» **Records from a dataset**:
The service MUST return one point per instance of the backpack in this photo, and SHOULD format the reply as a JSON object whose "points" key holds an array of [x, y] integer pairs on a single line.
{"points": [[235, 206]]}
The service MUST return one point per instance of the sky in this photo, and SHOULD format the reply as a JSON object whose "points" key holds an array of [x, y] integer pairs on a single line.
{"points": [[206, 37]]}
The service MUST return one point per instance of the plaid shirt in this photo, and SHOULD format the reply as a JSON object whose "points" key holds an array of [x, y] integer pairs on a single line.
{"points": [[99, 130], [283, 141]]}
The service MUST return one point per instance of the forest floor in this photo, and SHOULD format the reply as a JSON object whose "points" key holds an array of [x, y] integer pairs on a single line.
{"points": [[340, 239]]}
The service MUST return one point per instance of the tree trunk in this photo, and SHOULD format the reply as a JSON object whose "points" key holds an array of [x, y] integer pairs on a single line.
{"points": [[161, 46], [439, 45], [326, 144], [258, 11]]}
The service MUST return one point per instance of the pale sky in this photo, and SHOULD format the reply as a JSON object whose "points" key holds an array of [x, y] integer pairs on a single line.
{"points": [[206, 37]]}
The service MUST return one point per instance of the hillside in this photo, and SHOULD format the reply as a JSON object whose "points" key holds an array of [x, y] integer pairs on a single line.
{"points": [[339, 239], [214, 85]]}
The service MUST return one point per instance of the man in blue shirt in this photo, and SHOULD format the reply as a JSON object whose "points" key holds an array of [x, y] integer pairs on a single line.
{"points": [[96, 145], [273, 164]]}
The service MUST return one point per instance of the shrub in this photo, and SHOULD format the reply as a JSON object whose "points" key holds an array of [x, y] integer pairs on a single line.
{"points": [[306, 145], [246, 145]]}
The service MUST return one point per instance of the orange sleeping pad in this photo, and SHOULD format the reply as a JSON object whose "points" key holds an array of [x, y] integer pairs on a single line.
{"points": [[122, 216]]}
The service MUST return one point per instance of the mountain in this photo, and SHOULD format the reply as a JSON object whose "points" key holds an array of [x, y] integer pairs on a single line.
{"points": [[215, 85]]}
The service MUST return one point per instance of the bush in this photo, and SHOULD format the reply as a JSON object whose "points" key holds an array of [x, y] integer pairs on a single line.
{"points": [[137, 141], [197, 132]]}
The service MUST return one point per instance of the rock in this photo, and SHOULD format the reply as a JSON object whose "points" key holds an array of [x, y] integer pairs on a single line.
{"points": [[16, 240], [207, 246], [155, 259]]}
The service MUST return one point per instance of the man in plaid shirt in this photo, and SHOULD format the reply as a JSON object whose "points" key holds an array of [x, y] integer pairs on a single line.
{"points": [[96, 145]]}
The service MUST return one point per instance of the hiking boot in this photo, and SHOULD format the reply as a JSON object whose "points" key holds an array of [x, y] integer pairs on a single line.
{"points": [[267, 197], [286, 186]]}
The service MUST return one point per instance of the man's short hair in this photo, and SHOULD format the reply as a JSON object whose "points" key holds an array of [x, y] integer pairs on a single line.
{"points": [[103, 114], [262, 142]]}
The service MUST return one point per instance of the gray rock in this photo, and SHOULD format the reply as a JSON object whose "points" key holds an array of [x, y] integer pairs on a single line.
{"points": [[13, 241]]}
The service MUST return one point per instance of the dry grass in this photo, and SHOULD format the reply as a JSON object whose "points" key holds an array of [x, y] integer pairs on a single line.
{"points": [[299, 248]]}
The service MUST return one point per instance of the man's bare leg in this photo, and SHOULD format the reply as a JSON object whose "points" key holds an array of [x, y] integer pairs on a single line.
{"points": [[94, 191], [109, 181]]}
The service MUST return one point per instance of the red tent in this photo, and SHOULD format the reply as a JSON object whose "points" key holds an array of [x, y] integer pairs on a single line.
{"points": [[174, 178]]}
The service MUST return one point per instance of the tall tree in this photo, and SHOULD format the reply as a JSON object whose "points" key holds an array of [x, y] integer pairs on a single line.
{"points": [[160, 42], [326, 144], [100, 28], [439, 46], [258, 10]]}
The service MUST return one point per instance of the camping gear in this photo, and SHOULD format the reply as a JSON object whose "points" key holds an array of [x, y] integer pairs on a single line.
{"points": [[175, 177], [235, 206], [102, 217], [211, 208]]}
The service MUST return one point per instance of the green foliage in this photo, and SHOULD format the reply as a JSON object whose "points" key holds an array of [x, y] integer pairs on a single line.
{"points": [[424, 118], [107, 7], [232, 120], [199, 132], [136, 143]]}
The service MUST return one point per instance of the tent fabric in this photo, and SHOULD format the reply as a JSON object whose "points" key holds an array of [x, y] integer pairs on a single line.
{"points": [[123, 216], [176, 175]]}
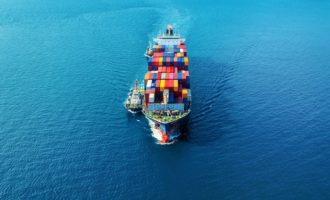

» **Required work**:
Every entry above needs to be printed again exactly, with its pictures left out.

» **Result of the task**:
The service MUST return one point per instance of the backpack in this photo, and SHOULD format the reply as a JSON object whose "points" key holds an array of [x, y] integer pairs on a single line.
{"points": [[235, 206]]}
The service MUST return one point per instance of the sky in this photo, and SHOULD format the reply as a JSON object whose "points" key holds an array of [x, y] integer pairs on a single line.
{"points": [[206, 37]]}
The service MUST return one point per instance of the plaid shirt in this photo, and SHOULD format the reply as a JSON object whose "points" key holds an array of [x, y] integer pairs on a single line.
{"points": [[99, 130], [283, 141]]}
The service MUST return one point per instance of the forest floor in this photo, and SHOULD format the reply as a JSON object whose "points" key holds an array of [x, y] integer pairs on a single line.
{"points": [[340, 239]]}
The service MUST return one point per instance of the tree trunk in this photo, and SHOULD format the reply as a JSON object whose "points" key holds an array of [x, y] integer pairs on a single line.
{"points": [[161, 46], [439, 45], [326, 144], [258, 11]]}
The service MUST return one point per instance of the pale sky in this photo, and SHOULD format the reply as a JSON object whose "points" key holds an array of [x, y] integer pairs on a single line.
{"points": [[206, 37]]}
The service MUST return one point per instance of the hillside in this photo, and SHOULD format the reply as a JSON object whose "points" key holds an array of [x, y] integer pairs on a single line.
{"points": [[339, 239], [214, 85]]}
The service MUST return one point per instance of the man in blue shirt in this photo, and SHOULD format the reply as a JSON object whose "points" key holds an array of [x, y] integer pairs on a single line.
{"points": [[96, 145], [273, 164]]}
The service MUST return one point per instance of the shrub in this photo, and SHOULD format the reply as a JSON object whose "points" key holds an array of [x, y] integer pairs on a single line.
{"points": [[306, 145], [246, 145]]}
The service MUST return one point per instance of the orange sleeping pad in this photo, and SHOULD format the reply as a JSON object whose "points" key holds an array of [x, y] integer pairs on a single line.
{"points": [[122, 216]]}
The service MUST return one point per instance of the mountain in this photo, and SHOULD format the reply as a JSON object whose "points" key holds an array of [x, y] integer pairs on a single line.
{"points": [[215, 85]]}
The service MUST return one point per instance of the bush in this photo, and SHOULD format the reply as a JSON object whose "points" key holds an array of [x, y] integer pairs on a single line.
{"points": [[137, 141], [197, 132]]}
The service MUST return one point per instance of the rock in this photo, and SHOULD format the reply as a JSON object whose "points" key holds an array of [x, y] integer pairs on a single line.
{"points": [[16, 240], [207, 246], [155, 259]]}
The service MUST return one point per instance of the man in plaid shirt in this photo, and SHOULD format the reply as a JSON object whose "points" key holds an array of [x, y] integer pairs on a single line.
{"points": [[96, 145]]}
The service MUST return one point per instance of the hiking boot in this photo, and SHOULD format the reply as a JSON object whose "points" key holds an array of [x, y] integer pairs on a single line.
{"points": [[267, 197], [286, 186]]}
The service MUST return one point per instance of the man's short hair in this photo, and SHOULD format the reply as a JSON object whose "points" key holds an array of [x, y] integer pairs on a single line.
{"points": [[103, 114], [262, 142]]}
The service MUST return one point per instance of the gray rock in this photo, and SHOULD format the reply as a JSON object whose "points" key holds an array of [x, y] integer pairs on a single line.
{"points": [[13, 241]]}
The service MUST return one point per instance of the dry grass in this photo, and SHOULD format the reply as a JSON object whose "points" key holds an array of [x, y] integer pairs on a single line.
{"points": [[299, 248]]}
The service MUST return one point per instance of the man's bare leg in this photo, and SHOULD format the reply as a JSON object whose "points" key holds an array of [x, y] integer pairs on a single line.
{"points": [[94, 191], [109, 181]]}
The service MUST return one point per instance of the red tent in this photo, and SHOULD format the reply as a JSON object whose "points" key holds an array of [x, y] integer pairs on a single line.
{"points": [[174, 178]]}
The service MUST return one point per instance of the tall tree in this photo, and SHOULD format the reply as a JSON object whose "points" key holds an array of [x, y] integer pairs on a single line.
{"points": [[160, 42], [326, 144], [100, 28], [439, 46], [258, 10]]}
The service MUST return one point per instance of the camping gear in this photo, and SHOULD format the reply as a JSON object whose "points" key holds an array of [x, y] integer pairs on a single line.
{"points": [[175, 177], [235, 206], [102, 217], [211, 208]]}
The service MUST return one point per instance of the green foliage in this photo, and SHOULD format the reply as a JSON object whose "points" key holds an array of [x, y] integer pairs on a single line.
{"points": [[424, 118], [107, 7], [232, 120], [199, 132], [136, 143]]}
The service MUST return one point per instance of the tent fabric in this photo, and SHOULD format the reply as a JSON object whose "points" key holds an array of [x, y] integer pairs on a single line.
{"points": [[123, 216], [176, 175]]}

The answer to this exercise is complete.